Text extract

+---+

The World History series featured recurring segments such as the "Open Letter," where Green reads an open letter to a historical figure, period, item, or concept. Occasionally he converses with a naïve, younger version of himself whom he calls "Me from the Past"; this character usually has naïve or obvious questions or statements about the topic of the video. A running joke throughout the series is that the Mongols are a major exception to most sweeping generalizations in world history, noted by the phrase "Wait for it... the Mongols". Mentions of this fact cue the "Mongoltage" (a portmanteau of "Mongol" and "montage"), which shows a drawing of Mongols shouting "We're the exception!" followed by a three-second clip of a scene from the 1963 film Hercules Against the Mongols depicting a village raid. Green also frequently encouraged his viewers to avoid looking at history through Eurocentric or "Great Man" lenses, but instead to be conscious of a broader historical context.

+---+

[Items from a data source]
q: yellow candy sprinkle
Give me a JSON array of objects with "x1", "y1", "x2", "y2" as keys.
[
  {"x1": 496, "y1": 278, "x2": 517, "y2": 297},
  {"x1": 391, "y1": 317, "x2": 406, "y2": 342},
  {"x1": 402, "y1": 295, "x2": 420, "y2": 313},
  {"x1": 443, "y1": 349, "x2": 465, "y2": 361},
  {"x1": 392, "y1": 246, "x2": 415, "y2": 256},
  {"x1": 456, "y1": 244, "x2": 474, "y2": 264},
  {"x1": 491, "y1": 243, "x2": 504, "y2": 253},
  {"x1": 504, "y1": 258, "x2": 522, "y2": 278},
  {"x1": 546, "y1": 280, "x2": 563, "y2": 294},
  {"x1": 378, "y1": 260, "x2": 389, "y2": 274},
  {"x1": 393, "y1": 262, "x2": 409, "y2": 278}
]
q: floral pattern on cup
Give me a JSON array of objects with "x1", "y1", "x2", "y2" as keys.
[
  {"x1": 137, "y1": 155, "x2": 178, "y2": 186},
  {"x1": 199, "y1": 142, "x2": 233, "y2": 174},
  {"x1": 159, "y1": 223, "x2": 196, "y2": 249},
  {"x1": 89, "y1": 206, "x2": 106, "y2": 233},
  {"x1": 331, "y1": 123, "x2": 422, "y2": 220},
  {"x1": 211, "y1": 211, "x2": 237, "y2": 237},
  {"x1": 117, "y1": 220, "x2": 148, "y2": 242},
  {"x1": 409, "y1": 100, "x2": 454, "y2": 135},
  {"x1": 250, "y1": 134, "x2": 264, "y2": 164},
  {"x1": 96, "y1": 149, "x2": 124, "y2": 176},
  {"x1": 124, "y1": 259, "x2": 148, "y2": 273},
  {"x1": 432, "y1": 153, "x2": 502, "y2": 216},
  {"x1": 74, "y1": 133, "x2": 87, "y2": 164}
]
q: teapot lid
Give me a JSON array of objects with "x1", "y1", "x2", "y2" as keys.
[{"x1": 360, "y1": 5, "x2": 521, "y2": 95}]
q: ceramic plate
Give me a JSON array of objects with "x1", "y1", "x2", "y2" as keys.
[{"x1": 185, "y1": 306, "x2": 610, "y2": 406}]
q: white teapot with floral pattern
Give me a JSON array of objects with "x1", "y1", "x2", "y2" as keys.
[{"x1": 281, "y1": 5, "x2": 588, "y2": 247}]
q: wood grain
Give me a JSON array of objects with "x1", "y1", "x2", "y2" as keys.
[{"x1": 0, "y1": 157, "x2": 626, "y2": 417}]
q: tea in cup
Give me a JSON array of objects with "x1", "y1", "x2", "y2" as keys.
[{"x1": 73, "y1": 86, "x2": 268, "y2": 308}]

+---+

Requirements
In the passage on the World History series, which film supplies the clip shown in the "Mongoltage"? The data shown here come from a separate source.

Written solution
The 1963 film Hercules Against the Mongols.